What the exercise asks:
Keep the pictures out of the copy and repeat the records exactly.

Source records:
○ ○ ○ ○ ○

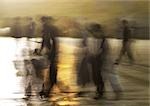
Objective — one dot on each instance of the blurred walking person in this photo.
(30, 28)
(49, 42)
(95, 58)
(126, 43)
(102, 65)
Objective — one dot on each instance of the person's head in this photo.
(125, 22)
(96, 30)
(46, 19)
(94, 27)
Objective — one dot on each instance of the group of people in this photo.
(100, 59)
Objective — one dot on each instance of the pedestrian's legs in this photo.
(97, 78)
(122, 52)
(129, 52)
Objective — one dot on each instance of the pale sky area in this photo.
(93, 9)
(102, 11)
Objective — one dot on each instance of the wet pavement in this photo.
(134, 78)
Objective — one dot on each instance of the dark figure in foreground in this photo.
(102, 64)
(30, 28)
(126, 43)
(96, 59)
(49, 42)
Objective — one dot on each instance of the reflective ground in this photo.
(133, 78)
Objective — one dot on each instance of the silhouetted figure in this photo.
(30, 75)
(107, 68)
(126, 43)
(49, 42)
(96, 58)
(30, 28)
(16, 29)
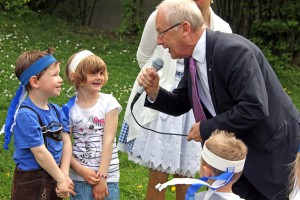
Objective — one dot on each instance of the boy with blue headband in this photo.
(41, 141)
(222, 162)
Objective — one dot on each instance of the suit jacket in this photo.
(249, 101)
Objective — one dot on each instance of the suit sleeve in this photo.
(244, 85)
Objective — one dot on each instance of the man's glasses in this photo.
(160, 34)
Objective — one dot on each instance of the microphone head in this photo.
(157, 64)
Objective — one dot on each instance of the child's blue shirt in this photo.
(28, 134)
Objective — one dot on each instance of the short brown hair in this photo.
(26, 59)
(89, 65)
(225, 145)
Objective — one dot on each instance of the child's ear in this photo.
(33, 81)
(72, 76)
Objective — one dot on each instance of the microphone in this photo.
(157, 64)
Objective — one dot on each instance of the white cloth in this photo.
(295, 194)
(168, 153)
(88, 131)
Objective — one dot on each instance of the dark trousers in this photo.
(33, 185)
(246, 190)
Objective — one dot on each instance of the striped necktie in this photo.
(197, 107)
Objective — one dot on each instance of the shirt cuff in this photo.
(150, 100)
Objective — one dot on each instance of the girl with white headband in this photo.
(41, 141)
(93, 121)
(222, 162)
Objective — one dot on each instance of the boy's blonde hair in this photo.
(89, 65)
(225, 145)
(26, 59)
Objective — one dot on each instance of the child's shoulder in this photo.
(106, 96)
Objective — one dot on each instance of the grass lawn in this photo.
(33, 31)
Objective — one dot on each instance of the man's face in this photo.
(202, 4)
(168, 34)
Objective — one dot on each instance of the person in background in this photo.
(93, 121)
(230, 86)
(163, 154)
(41, 140)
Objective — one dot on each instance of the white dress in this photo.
(295, 194)
(166, 153)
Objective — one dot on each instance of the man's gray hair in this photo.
(182, 10)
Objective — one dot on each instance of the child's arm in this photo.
(47, 162)
(111, 123)
(66, 160)
(87, 174)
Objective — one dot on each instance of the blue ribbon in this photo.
(227, 177)
(33, 70)
(66, 108)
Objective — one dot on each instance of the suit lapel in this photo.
(210, 36)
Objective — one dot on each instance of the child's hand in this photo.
(70, 185)
(100, 191)
(89, 175)
(62, 189)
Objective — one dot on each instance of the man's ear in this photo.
(33, 81)
(186, 27)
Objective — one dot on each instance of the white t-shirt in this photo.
(295, 194)
(88, 130)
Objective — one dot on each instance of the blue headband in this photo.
(36, 68)
(20, 95)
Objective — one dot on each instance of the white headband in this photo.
(78, 58)
(220, 163)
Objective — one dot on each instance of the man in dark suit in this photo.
(239, 92)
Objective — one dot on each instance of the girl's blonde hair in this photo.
(225, 145)
(89, 65)
(26, 59)
(295, 173)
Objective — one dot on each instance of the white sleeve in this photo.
(148, 41)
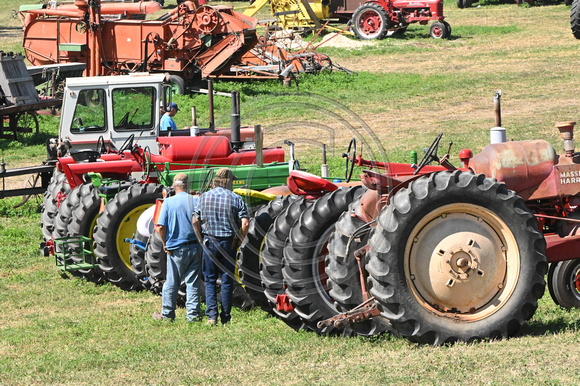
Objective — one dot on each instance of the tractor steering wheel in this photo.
(128, 144)
(430, 154)
(350, 156)
(101, 148)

○ ○ ○ ○ ○

Output for this task:
Objective — one dot on each instance of the blurred walking person in this photo.
(30, 28)
(49, 42)
(95, 58)
(126, 43)
(102, 65)
Objective — one dot on each instance of the person's head in this photo.
(125, 22)
(96, 30)
(46, 19)
(94, 27)
Objective — one dot on each instance of the group of people in this photo.
(100, 59)
Objective — one dot on each instance of the pedestrian's legs in this photo.
(97, 78)
(122, 52)
(129, 52)
Objective — one dot on each instance of the pale sky area in this photo.
(93, 9)
(102, 11)
Objective — one dot on each instance of the wet pavement in this photo.
(134, 78)
Objective — one dot on each instance of the dark figure in foreground in this photo.
(102, 64)
(30, 28)
(126, 43)
(96, 59)
(49, 42)
Objective — one dot on each instance of the reflective ground in this photo.
(133, 78)
Objective — one dot on each instance of the silhouetted figure in this photo.
(30, 75)
(107, 68)
(126, 43)
(49, 42)
(96, 58)
(30, 28)
(16, 29)
Objective — one dot on each instance of the boy with blue headband in this photo.
(41, 141)
(222, 162)
Objective — one dot on each instance of the suit jacket in this photo.
(249, 101)
Objective — one dot on each instance of the suit sleeve in this photo.
(244, 85)
Objective — one dot on each instance of the man's glasses in this photo.
(160, 34)
Objective — one dot on each instance of the microphone head in this photo.
(157, 64)
Objective — one dot on each instance of the child's blue shirt in this photo.
(28, 134)
Objective — one dot on each instance of the short brown hair in this photo.
(26, 59)
(89, 65)
(225, 145)
Objective — one dot on each instance of the child's ear in this photo.
(33, 81)
(72, 76)
Objective — one dot on each instance of the microphone in this photo.
(157, 64)
Objective — one dot on each instance of the white cloth in this photo.
(295, 194)
(168, 153)
(88, 131)
Objective — one dot on each instance of the dark trousers in this photo.
(33, 185)
(246, 190)
Objective — one dot on each instance of the striped necktie in this photo.
(197, 107)
Objective — one dot on each instance of the shirt cuff in this photo.
(150, 100)
Objective — one dot on each instance of the girl with white headband in this photo.
(41, 141)
(93, 121)
(222, 162)
Objective — one dot on each instance of the boy's blonde hair in this photo.
(89, 65)
(225, 145)
(26, 59)
Objective — one dot on each instance of the child's shoulder in this photo.
(106, 96)
Objective — one dot on each instance of the grass lawn in this photo.
(33, 31)
Objective — one dot on each instance of the man's face in this photo.
(202, 4)
(168, 34)
Objective — one dot on each instance of the person in background in this photo.
(93, 121)
(230, 86)
(163, 154)
(41, 140)
Objective — one dot on each instance of the white dress in this photo.
(295, 194)
(166, 153)
Objective — one dot on each instance of the man's gray hair in this photo.
(182, 10)
Objective — one dot on each instance of the child's arm in this photo.
(47, 162)
(111, 123)
(66, 160)
(87, 174)
Objective — one dot on each instance of the blue ribbon in this photo.
(227, 177)
(33, 70)
(66, 108)
Objective — one dot on each instance of the suit lapel in this photo.
(210, 36)
Objective — one dot on each instance of the child's hand in this photo.
(70, 185)
(100, 191)
(89, 175)
(62, 189)
Objective — one dot on each instance of the man's ear in this photo.
(33, 81)
(186, 27)
Objective — one dot on each instance of the white t-shirt in this photo.
(295, 194)
(88, 130)
Objective — one dot on each instance of the blue headband in this photo.
(36, 68)
(20, 95)
Objective — one dot on each instance of the white headband in this photo.
(78, 58)
(220, 163)
Objective — one dot on each instance of the man in dark suit in this photo.
(239, 92)
Objective — one dot on each instance of the girl's blonde hair in this photo.
(225, 145)
(89, 65)
(26, 59)
(295, 173)
Objective — one dot on each instance of the white sleeve in this photo.
(148, 41)
Objective — one dot on each instance of the tractor steering wheel in this photo.
(128, 144)
(430, 154)
(350, 156)
(101, 148)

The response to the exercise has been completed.